За антивоенную позицию хотели отобрать ребёнка — история Дианы Казаковой, медсестры из России
Диана Казакова вместе с дочерью и матерью жила в российском городе Вятские поляны (Кировская область) и работала медсестрой в Вятскополянской райбольнице. Это было, можно сказать, в прошлой жизни. После того, как Диана выступила против войны (чуть ли не одна во всем городе), у неё хотели отобрать ребёнка. И Диане с дочерью пришлось срочно покинуть Россию. Мы поговоили с Дианой о том, как всё произошло, как воспитывают патриотов в российских школах, как ей удалось уехать и почему её не поддержала собственная мать.
— Диана, в апреле у вашей дочери был в школе внеклассный урок. Классная руководительница сказала, что дети будут писать письма российским бойцам на фронт. Что это за письма, можно подробнее?
— Письма на фронт — это такая акция, которая проводится по всей России. Она началась где-то с марта-апреля. Все дети — для галочки, для школы — должны написать письма на фронт с благодарностью бойцам, которые сейчас воюют в Украине. Это просто техническое, какое-то бездушное написание текста для взрослых, чтобы школа получил плюсик, что они отработали это, провели эту пропаганду.
— Это были конкретные люди, им [детям] давали адреса? Или «дорогой боец»?
— Есть какие-то, как сказать, ссылки в интернете, какие-то образцы написания этого текста: вступление, основная часть и концовка. То есть дети просто бездушно пишут какому-то человеку слова благодарности, некоторые даже не понимают, для чего они это делают.
— Вашей дочке 10 лет, что она сделала в этой ситуации?
— Это случилось в апреле. Она не стала писать. Она мне позвонила и сказала, что вот так-то и так-то — заставляют писать письма на фронт. Я сначала даже не поняла, что это такое, потому что в преддверии 9 мая и праздников подумала, что это письмо ветеранам Великой Отечественной войны. Я спросила, она [дочь] сказала, что в Украину. Я тогда сразу поняла — что-то не так. Я сказала: «Ничего не пиши». Приехала за ней и забрала из школы. Меня очень эта ситуация задела. Я написала в школьный чат свой протест по поводу войны. Конечно, я понимала, что, возможно, что-то мне потом будет, боялась.

■ ЗАДАНИЕ A
Почему, согласно интервью, Диана сначала не поняла, какие письма дочь должна писать на фронт? Ответьте одним–тремя предложениями.
■ ЗАДАНИЕ B
Выберите из записей все строки, где встречается слово «wall». Регистр учитывается.

■ ЗАПИСИ
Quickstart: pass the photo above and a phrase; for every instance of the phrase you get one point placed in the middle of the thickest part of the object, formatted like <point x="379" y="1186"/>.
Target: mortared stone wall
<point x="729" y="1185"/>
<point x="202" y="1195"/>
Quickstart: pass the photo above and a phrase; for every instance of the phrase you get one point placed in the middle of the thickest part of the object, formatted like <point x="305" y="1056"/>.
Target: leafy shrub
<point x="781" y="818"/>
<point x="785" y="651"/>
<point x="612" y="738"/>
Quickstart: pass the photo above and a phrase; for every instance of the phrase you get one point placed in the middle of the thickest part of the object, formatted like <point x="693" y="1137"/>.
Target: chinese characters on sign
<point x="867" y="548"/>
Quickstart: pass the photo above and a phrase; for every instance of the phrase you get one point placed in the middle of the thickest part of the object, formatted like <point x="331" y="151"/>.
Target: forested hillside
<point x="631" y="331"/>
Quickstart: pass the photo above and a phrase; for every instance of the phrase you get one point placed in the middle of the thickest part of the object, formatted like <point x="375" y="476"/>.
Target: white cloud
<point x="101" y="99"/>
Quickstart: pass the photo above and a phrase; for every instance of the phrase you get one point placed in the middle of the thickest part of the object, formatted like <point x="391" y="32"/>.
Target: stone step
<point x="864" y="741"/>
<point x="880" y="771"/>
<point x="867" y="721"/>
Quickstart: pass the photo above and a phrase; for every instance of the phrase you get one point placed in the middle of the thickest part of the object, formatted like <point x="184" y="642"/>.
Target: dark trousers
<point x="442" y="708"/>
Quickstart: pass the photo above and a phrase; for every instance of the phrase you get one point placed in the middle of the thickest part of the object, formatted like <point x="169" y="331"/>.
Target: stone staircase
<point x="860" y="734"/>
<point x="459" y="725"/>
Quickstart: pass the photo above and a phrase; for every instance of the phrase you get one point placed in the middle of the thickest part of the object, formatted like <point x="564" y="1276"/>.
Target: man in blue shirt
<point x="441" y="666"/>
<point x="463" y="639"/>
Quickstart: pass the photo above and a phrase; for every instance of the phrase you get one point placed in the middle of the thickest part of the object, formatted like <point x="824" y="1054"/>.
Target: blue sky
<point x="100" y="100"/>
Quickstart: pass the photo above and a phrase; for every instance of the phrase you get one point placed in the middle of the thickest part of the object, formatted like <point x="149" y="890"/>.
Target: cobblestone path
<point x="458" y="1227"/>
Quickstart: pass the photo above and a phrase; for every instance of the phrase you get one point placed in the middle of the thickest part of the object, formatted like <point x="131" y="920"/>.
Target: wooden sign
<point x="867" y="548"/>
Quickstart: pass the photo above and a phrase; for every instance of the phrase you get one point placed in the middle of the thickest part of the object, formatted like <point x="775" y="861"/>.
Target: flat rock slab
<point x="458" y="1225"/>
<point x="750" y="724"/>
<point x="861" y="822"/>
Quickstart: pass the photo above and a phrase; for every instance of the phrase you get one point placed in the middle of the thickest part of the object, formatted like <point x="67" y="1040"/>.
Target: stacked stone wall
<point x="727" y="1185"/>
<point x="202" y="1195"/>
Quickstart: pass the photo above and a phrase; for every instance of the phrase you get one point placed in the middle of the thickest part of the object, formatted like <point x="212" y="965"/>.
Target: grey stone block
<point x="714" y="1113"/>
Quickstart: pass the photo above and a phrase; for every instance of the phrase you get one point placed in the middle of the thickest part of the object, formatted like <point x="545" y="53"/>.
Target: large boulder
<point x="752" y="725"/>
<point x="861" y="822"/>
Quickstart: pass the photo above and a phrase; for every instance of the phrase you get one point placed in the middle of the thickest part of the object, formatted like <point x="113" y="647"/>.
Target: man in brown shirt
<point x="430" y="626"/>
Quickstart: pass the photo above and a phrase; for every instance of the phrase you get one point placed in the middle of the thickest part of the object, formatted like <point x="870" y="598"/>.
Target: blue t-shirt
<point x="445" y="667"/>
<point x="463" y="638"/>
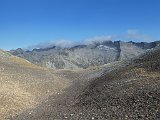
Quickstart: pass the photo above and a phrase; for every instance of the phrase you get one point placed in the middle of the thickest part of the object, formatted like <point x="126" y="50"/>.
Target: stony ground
<point x="122" y="90"/>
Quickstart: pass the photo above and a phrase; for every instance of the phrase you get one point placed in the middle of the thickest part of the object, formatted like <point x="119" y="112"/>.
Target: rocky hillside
<point x="83" y="56"/>
<point x="24" y="85"/>
<point x="128" y="90"/>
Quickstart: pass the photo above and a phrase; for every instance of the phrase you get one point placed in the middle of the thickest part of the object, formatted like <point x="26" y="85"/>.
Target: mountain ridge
<point x="84" y="56"/>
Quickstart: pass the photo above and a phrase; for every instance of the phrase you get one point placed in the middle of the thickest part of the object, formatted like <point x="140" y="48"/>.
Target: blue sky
<point x="28" y="22"/>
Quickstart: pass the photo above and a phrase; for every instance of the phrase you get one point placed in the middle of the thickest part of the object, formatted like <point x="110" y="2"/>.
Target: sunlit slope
<point x="129" y="90"/>
<point x="24" y="85"/>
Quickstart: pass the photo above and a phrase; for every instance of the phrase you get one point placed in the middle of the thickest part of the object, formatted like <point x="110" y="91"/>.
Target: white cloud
<point x="134" y="35"/>
<point x="130" y="35"/>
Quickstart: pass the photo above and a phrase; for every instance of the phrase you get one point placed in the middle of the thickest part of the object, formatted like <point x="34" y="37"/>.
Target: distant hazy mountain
<point x="83" y="56"/>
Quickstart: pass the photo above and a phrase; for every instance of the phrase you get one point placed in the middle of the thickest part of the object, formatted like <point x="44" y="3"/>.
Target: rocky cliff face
<point x="83" y="56"/>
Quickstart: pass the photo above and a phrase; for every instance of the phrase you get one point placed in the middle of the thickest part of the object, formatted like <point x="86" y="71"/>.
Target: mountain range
<point x="127" y="88"/>
<point x="85" y="55"/>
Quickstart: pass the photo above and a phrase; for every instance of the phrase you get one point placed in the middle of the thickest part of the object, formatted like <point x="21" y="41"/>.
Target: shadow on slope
<point x="129" y="92"/>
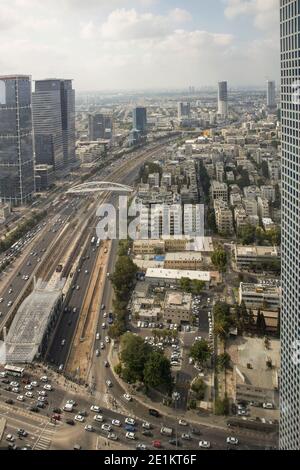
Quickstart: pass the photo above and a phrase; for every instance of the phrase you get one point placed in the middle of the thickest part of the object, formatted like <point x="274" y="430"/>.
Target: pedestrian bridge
<point x="99" y="187"/>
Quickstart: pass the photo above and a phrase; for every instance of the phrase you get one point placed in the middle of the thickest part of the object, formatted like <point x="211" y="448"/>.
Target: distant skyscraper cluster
<point x="35" y="129"/>
<point x="271" y="94"/>
<point x="100" y="126"/>
<point x="223" y="99"/>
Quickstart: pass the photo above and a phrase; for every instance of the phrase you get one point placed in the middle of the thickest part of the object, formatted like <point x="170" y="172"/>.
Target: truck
<point x="166" y="431"/>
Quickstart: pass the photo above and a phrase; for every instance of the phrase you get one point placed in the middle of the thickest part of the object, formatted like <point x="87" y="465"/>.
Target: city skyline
<point x="139" y="44"/>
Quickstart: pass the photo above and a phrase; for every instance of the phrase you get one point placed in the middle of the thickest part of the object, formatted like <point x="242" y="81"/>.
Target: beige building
<point x="184" y="260"/>
<point x="177" y="308"/>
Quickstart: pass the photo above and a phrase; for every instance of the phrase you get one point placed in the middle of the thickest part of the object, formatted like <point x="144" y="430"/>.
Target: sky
<point x="141" y="44"/>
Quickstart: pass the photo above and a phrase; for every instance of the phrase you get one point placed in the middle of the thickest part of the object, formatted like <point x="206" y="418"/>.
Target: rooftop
<point x="28" y="327"/>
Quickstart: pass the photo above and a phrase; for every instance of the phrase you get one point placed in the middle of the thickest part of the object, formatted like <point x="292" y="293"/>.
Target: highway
<point x="38" y="425"/>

■ ОЖИДАЕМЫЙ ОТВЕТ A
В преддверии 9 мая и праздников Диана решила, что речь идёт о письмах ветеранам Великой Отечественной войны. Только когда дочь уточнила, что письма адресованы в Украину, Диана поняла, что что-то не так.

■ ОЖИДАЕМЫЙ ОТВЕТ B
Target: mortared stone wall
Target: stacked stone wall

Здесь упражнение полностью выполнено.